What is expected:
Exact reproduction is required for all entries.
[START OF Data supplied]
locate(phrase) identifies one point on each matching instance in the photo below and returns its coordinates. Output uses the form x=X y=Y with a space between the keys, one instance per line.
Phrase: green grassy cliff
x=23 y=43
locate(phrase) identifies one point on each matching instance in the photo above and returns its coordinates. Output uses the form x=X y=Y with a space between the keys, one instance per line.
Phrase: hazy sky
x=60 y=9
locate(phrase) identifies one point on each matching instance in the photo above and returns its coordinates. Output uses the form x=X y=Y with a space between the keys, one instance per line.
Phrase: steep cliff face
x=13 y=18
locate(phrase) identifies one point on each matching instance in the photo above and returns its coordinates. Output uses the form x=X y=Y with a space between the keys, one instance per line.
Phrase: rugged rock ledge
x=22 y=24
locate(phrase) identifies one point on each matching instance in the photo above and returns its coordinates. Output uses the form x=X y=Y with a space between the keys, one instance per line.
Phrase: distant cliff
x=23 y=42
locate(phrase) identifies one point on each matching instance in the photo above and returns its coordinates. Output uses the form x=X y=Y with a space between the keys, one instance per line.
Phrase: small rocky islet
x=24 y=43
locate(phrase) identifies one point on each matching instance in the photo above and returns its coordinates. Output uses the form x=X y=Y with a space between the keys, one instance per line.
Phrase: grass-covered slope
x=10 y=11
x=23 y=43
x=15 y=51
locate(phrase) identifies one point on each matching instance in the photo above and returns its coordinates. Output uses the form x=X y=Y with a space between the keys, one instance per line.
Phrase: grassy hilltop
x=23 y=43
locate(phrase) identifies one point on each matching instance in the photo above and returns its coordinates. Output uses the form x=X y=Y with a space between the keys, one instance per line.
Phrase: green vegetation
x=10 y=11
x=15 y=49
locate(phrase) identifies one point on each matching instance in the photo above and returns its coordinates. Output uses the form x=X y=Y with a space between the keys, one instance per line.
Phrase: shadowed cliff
[END OF Data supplied]
Written response:
locate(phrase) identifies one point on each matching instance in the photo below and returns its coordinates. Output uses the form x=X y=Y with a space between the keys, one instance per line.
Phrase: green grassy cliff
x=23 y=43
locate(phrase) identifies one point on each matching instance in the photo above and returns its coordinates. Output uses the form x=X y=Y with a space between the keys, one instance per line.
Phrase: hazy sky
x=60 y=9
locate(phrase) identifies one point on each matching instance in the photo above and returns its coordinates. Output uses the form x=X y=Y with a space between the keys, one instance per line.
Phrase: steep cliff face
x=13 y=18
locate(phrase) identifies one point on each matching instance in the photo above and returns its coordinates. Output uses the form x=X y=Y with a space between the keys, one instance per line.
Phrase: rugged rock ledge
x=22 y=24
locate(phrase) identifies one point on each matching instance in the photo above and returns its coordinates. Output uses the form x=X y=Y with a space between the keys, one instance per line.
Phrase: distant cliff
x=23 y=42
locate(phrase) identifies one point on each matching instance in the photo above and returns its coordinates. Output uses the form x=X y=Y with a space between the keys, one instance per line.
Phrase: small rocky islet
x=24 y=43
locate(phrase) identifies one point on each matching instance in the photo above and returns its coordinates. Output uses the form x=X y=Y with a space between the keys, one instance per line.
Phrase: grass-covered slope
x=10 y=11
x=23 y=43
x=15 y=51
locate(phrase) identifies one point on each matching instance in the photo above and returns its coordinates. Output uses the form x=X y=Y with a space between the keys, one instance per line.
Phrase: grassy hilltop
x=23 y=43
locate(phrase) identifies one point on each matching instance in the photo above and returns its coordinates. Output uses the form x=X y=Y with a space between the keys, one instance per line.
Phrase: green vegetation
x=10 y=11
x=15 y=49
locate(phrase) identifies one point on each matching instance in the photo above and returns its coordinates. Output uses the form x=X y=Y with a space between the keys, one instance per line.
Phrase: shadowed cliff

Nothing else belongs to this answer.